EXTRACT TO READ:
Wood vs. cardboard pellets
During initial discussions about waste diversion, the focus was originally on plastics before it turned to cardboard, Gall says.
The research team contacted mill manufacturers to see if cardboard pellets could be produced in a conventional pellet plant.
“We knew the process was certainly feasible on the manufacturing side,” Gall explains. “The combustion side was a bit more challenging.”
There were concerns about the amount of resultant ash, and cardboard pellets produced today are still being lab tested in order to “check some of the boxes.” Gall says the information he’s gathered is “scattered,” but the research team has been able to make the most of it. The team now has a better understanding of the project’s technical, economic and environmental considerations.
From a manufacturing perspective, the biggest difference between wood and cardboard pellets is that cardboard had originally gone through a pulping process to make the transition from wood to cardboard fibre. The process strips much of the lignin content – which is what predominantly binds wood pellets – from the wood. Cardboard pellets require cellulose fibre for bonding.
Gall says the cardboard pellets are being made at a temperature slightly higher than that required for wood pellet production. A greater reliance is placed on the cellulose fibres to hold the cardboard pellets’ shape.
The production of wood pellets from waste wood involves a higher-density feedstock than that in cardboard pellet manufacturing. Shredded cardboard, on the other hand, is “super fluffy,” he says, adding that, in a dry climate, it creates concerns that it may not be sufficiently compressed.
“It’s dramatically different from making wood pellets from sawdust,” he says.
But, the process involved in cardboard pellet manufacturing is similar to that of making wood pellets. Once the source cardboard is stripped of any staples, plastics and other unwanted materials, it is shredded in a granulator, producing pieces of cardboard two to three millimetres in size.
“The shredder (manufactured by Shini USA Industries) is working harder than the equivalent wood chipper/granulator combination,” Gall says.
The shredded bits of cardboard are fed into a pellet mill, where they are subjected to considerable heat and pressure. The temperature inside the pelleting chamber can reach 150 C, while the pressure under the roller can be in the thousands of pounds per square inch.
Gall says there is no heater in the pellet mill, but the pressure applied to the feedstock creates enough internal friction to generate a rapid temperature increase.

SUPPLIED MATERIAL:
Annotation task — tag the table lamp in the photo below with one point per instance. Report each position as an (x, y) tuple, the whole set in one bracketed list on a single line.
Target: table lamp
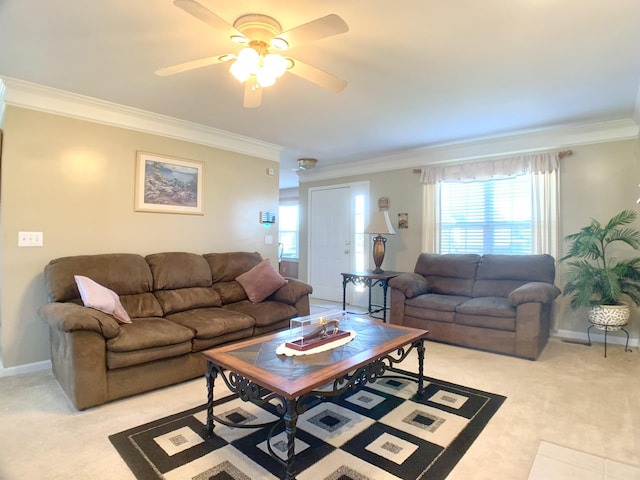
[(380, 224)]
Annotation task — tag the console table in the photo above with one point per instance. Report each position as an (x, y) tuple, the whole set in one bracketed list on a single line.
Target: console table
[(369, 279)]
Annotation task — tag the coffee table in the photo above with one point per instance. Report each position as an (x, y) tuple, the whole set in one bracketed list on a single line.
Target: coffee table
[(254, 371)]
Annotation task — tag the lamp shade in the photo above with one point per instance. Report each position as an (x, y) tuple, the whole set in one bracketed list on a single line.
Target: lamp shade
[(380, 224)]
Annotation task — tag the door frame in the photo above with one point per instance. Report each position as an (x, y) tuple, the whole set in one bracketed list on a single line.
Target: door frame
[(361, 187)]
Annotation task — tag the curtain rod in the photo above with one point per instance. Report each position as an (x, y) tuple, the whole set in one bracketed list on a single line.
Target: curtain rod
[(562, 154)]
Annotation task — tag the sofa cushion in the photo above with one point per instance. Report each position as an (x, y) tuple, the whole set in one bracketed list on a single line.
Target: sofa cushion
[(410, 284), (266, 313), (212, 322), (145, 333), (173, 270), (436, 301), (136, 357), (141, 305), (488, 306), (228, 266), (179, 300), (230, 292), (101, 298), (499, 275), (261, 281), (507, 324), (124, 273), (450, 274)]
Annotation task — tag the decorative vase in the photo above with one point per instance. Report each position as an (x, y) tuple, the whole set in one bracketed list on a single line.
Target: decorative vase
[(609, 317)]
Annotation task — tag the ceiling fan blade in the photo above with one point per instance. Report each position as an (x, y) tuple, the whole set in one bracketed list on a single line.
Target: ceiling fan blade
[(193, 64), (317, 76), (207, 16), (252, 93), (315, 30)]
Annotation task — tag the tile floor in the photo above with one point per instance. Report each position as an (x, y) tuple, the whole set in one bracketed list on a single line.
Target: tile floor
[(554, 462)]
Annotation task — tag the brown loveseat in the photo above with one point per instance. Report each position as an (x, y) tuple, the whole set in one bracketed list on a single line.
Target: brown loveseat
[(500, 303), (179, 304)]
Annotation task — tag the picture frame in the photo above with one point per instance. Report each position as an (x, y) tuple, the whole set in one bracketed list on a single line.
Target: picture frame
[(165, 184), (403, 220)]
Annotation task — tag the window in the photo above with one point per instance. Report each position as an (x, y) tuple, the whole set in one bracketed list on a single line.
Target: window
[(288, 236), (490, 216)]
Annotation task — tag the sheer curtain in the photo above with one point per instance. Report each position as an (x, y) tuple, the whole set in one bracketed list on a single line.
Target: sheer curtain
[(544, 172)]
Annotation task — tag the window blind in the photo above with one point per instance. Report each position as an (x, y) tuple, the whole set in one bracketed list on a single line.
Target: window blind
[(488, 216)]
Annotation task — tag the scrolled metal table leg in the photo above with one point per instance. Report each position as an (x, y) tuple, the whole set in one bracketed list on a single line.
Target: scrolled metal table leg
[(420, 347), (290, 421), (211, 378)]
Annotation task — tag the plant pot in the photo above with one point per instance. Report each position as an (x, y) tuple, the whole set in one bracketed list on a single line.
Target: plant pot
[(609, 317)]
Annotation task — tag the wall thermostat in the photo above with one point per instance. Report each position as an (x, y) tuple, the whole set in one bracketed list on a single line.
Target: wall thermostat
[(267, 218)]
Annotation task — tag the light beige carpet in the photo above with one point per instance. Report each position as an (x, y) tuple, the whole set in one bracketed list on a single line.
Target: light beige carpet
[(572, 396)]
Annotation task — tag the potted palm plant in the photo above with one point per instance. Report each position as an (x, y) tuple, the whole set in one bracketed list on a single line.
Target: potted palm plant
[(598, 281)]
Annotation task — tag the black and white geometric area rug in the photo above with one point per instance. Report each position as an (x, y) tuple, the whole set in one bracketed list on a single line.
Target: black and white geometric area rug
[(382, 431)]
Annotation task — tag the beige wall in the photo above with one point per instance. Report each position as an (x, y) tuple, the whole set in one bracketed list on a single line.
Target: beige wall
[(74, 181), (597, 181)]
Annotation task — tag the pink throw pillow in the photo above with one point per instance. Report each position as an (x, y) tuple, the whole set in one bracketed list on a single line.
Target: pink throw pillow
[(101, 298), (261, 281)]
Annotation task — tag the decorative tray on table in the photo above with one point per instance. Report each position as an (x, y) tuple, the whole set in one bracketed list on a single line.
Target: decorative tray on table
[(316, 330)]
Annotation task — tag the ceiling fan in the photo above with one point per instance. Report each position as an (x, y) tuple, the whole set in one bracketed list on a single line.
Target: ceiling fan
[(258, 64)]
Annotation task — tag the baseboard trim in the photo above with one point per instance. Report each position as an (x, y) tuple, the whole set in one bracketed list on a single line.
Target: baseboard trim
[(613, 338), (22, 369)]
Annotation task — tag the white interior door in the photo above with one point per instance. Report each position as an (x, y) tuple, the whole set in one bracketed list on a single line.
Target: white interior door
[(329, 240)]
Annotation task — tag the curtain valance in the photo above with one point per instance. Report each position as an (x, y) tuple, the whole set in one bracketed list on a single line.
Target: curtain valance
[(482, 170)]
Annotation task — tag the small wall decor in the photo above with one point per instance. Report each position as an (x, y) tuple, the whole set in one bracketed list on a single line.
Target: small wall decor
[(403, 220), (383, 203), (168, 184)]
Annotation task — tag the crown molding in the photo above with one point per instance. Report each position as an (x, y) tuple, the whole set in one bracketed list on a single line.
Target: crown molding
[(20, 93), (485, 148)]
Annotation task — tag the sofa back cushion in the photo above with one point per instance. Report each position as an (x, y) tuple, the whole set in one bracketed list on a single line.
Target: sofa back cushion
[(449, 274), (498, 275), (226, 267), (182, 281), (126, 274)]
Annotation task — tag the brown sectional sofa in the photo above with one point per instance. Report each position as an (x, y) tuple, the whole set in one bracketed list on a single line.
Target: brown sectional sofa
[(499, 303), (180, 304)]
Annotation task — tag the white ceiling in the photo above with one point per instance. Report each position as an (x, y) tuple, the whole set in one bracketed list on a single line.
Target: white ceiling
[(420, 73)]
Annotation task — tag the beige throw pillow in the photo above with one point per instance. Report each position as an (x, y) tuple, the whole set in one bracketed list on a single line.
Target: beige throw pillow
[(261, 281), (101, 298)]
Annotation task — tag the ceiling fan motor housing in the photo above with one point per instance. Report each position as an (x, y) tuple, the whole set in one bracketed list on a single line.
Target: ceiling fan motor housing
[(258, 27)]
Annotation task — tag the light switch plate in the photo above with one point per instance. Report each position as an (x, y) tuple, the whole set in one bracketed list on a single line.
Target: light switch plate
[(30, 239)]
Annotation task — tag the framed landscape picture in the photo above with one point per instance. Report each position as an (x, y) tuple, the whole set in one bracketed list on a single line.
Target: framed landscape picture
[(168, 184)]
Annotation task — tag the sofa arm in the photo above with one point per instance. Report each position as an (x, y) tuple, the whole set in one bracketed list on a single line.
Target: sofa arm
[(292, 291), (537, 292), (410, 284), (70, 317)]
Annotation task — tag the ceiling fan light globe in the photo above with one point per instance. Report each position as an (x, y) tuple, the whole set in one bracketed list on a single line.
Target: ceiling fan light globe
[(249, 57), (265, 78), (239, 71), (275, 64), (279, 43)]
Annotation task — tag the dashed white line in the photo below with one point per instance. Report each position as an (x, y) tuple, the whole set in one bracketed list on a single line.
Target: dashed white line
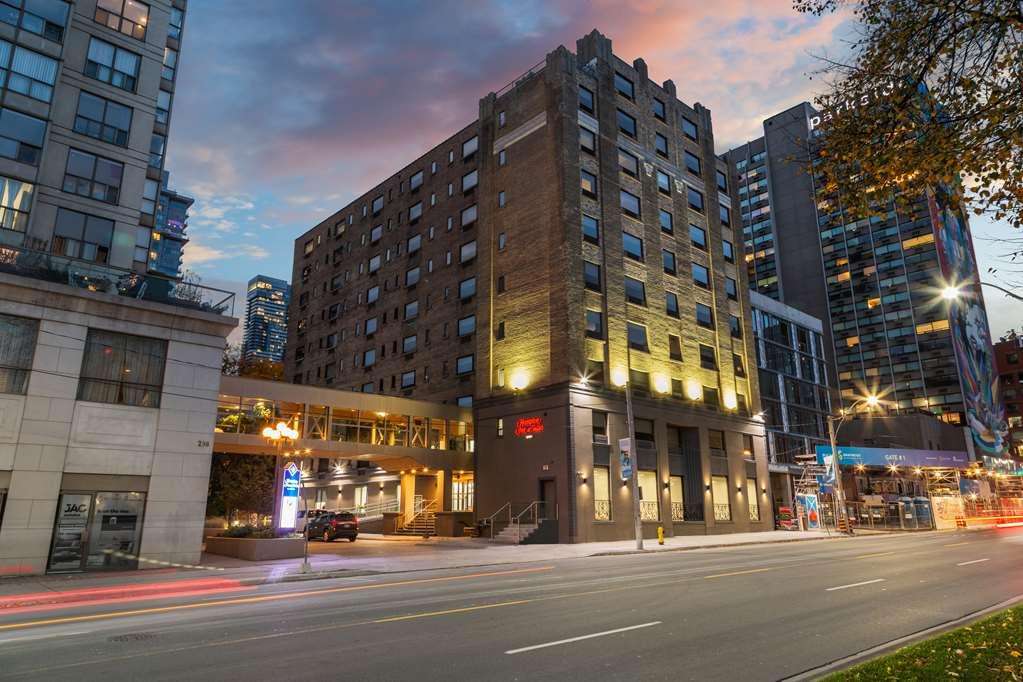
[(966, 563), (845, 587), (582, 637)]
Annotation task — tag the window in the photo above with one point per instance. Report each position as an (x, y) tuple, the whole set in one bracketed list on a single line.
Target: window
[(708, 359), (661, 144), (21, 136), (674, 347), (736, 326), (730, 289), (112, 64), (127, 16), (103, 119), (466, 288), (626, 124), (122, 368), (594, 324), (657, 106), (624, 86), (586, 100), (44, 17), (701, 277), (753, 499), (17, 345), (671, 305), (587, 182), (668, 262), (591, 276), (79, 235), (719, 494), (695, 199), (727, 251), (690, 129), (667, 222), (632, 245), (637, 336), (628, 164), (587, 140), (630, 203), (663, 183), (698, 236), (464, 364), (705, 316), (28, 73), (92, 176), (738, 365), (635, 291), (590, 229), (466, 325), (602, 494)]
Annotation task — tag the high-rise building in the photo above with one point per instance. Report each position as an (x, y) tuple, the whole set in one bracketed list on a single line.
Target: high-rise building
[(792, 360), (169, 237), (577, 237), (108, 372), (876, 282), (266, 319)]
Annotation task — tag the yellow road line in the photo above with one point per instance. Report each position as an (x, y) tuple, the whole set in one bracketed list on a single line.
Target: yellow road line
[(268, 597), (735, 573)]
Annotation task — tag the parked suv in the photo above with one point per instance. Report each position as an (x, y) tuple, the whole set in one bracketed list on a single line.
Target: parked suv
[(335, 525)]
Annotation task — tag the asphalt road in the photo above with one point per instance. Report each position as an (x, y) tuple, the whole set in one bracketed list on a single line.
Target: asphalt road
[(755, 612)]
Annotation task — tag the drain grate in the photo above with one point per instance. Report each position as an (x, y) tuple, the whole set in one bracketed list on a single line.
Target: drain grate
[(132, 637)]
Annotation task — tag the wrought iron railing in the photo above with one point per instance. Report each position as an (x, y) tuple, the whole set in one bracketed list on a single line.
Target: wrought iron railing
[(108, 279)]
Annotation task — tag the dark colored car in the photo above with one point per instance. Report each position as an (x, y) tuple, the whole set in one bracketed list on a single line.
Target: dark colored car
[(335, 525)]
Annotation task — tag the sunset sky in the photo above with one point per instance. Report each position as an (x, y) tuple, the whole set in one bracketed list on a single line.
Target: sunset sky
[(285, 110)]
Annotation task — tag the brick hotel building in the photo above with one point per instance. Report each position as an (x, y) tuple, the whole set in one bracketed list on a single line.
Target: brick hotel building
[(579, 235)]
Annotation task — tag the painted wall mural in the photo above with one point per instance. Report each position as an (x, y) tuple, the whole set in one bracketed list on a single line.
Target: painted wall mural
[(985, 414)]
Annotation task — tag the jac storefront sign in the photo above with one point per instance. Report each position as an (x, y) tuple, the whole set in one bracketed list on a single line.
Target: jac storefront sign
[(528, 426)]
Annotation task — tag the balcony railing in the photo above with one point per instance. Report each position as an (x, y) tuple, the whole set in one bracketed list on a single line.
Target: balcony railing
[(108, 279)]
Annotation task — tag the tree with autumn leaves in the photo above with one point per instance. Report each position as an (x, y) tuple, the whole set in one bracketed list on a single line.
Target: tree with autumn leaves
[(890, 137)]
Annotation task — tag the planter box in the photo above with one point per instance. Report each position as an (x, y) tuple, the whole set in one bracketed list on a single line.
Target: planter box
[(257, 549)]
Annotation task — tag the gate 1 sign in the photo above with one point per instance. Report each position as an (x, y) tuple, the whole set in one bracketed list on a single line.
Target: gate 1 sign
[(527, 426), (290, 497)]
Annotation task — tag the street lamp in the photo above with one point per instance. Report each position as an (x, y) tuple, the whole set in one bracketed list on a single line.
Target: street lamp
[(834, 424)]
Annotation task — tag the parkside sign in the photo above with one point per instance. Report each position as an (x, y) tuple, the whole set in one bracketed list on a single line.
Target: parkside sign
[(849, 105)]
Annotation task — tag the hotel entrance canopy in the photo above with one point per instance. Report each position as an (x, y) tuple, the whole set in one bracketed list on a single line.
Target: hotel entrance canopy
[(394, 433)]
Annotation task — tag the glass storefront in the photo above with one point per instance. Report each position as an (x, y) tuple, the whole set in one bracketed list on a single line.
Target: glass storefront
[(97, 532)]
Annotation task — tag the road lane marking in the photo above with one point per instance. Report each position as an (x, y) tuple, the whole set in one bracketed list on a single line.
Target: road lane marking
[(735, 573), (870, 556), (845, 587), (582, 637), (268, 597)]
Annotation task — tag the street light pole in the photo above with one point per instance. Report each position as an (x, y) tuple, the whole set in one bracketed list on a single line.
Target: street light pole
[(633, 451)]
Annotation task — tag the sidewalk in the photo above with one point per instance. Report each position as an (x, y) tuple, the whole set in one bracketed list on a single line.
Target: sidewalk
[(371, 554)]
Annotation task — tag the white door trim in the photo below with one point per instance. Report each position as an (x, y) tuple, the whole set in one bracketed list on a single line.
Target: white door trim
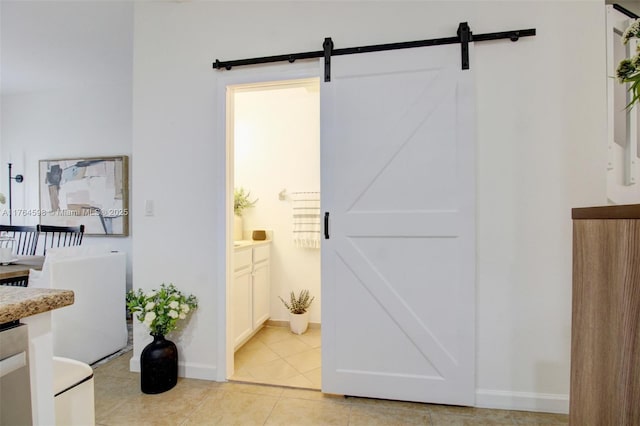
[(223, 191)]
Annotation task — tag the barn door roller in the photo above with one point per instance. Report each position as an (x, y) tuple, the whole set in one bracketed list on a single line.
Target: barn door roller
[(464, 37)]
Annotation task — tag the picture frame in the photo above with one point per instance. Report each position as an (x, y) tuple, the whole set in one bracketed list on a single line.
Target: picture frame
[(89, 191)]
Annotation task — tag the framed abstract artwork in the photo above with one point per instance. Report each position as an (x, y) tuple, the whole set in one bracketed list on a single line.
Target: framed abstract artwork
[(93, 192)]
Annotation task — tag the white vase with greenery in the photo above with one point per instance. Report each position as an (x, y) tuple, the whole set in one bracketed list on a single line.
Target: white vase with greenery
[(241, 201), (298, 311)]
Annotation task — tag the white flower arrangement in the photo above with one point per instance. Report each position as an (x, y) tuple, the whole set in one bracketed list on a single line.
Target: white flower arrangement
[(161, 309), (628, 70)]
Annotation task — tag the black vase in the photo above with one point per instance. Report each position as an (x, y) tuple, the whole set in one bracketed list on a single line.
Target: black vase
[(158, 365)]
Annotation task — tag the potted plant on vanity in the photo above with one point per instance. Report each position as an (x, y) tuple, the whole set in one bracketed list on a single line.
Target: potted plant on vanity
[(298, 311), (160, 310), (241, 201)]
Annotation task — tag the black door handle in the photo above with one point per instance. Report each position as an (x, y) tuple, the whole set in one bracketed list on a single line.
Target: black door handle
[(326, 225)]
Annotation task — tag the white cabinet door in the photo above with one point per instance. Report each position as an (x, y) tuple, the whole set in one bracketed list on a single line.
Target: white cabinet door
[(241, 303), (261, 293), (398, 290)]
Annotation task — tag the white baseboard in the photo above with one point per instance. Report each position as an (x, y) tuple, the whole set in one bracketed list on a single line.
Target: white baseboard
[(280, 323), (523, 401)]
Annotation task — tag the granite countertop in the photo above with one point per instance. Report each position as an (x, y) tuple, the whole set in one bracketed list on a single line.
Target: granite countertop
[(20, 302)]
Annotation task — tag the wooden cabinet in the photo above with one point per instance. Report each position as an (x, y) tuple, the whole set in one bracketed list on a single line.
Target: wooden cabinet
[(605, 341), (250, 292)]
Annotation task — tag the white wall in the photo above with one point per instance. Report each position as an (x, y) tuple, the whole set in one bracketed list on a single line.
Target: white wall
[(541, 129), (277, 146), (84, 111)]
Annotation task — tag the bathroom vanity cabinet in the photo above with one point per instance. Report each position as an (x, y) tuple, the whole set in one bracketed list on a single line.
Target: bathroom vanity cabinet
[(251, 290)]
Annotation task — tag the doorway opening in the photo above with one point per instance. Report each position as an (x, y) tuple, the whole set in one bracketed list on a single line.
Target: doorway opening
[(273, 156)]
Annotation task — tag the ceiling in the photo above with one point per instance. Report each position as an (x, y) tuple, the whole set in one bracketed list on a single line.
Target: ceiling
[(48, 45)]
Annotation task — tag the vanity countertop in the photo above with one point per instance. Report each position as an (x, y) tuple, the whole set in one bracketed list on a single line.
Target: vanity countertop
[(20, 302), (240, 244)]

SHORT EXERCISE: Continue the article on making cardboard pellets compared with wood pellets, starting after its last sentence.

RESULT OF THIS EXERCISE:
The mill being used for the research project – the Inuvik Pellet Mill – is tailored for a medium-sized farm, he says. The work space is about 40 feet long by 10 feet wide, and is able to accommodate a shredder, storage silo and the mill itself. The mill is Lawson Mills Ltd.’s BN-10 model (also associated with the silo) while the boilers are a mix, with most being MES – redistributed Okofen units. The set-up can produce between 200 and 250 pounds of pellets an hour.
“It’s perfect for our experimentation now, and the size of the waste diversion cardboard stream that we have here is not bad at all,” Gall says.
Combustion data suggested five per cent cardboard pellets blended with wood pellets would produce the most desirable results in terms of heat generation and ash content.
For cardboard to fully burn, it requires a little more air than wood pellets. Most pellet boilers have a forced air system, but its settings were adjusted accordingly to ensure the mix burned the most efficiently.
Gall says the data predicted a higher ash percentage with the inclusion of cardboard pellets. Using that value, it was determined 10 per cent by weight mass of ash was expected from the cardboard pellets, while the mass from wood pellets was between one and three per cent. A limit of no more than five per cent ash by mass was recommended for the boilers used for the project.
“We came up with the idea of blending cardboard pellets with wood pellets to amplify the value a little bit, but we never expect to exceed five per cent by mass of ash content,” Gall says, adding that the researchers spoke with mill operators tasked with regular maintenance, who concurred that a five per cent cardboard pellet content was best.
When compressed and burned in a pelletized form, cardboard’s performance increases.
But, controlling the ash content in the boilers was a major concern, he says.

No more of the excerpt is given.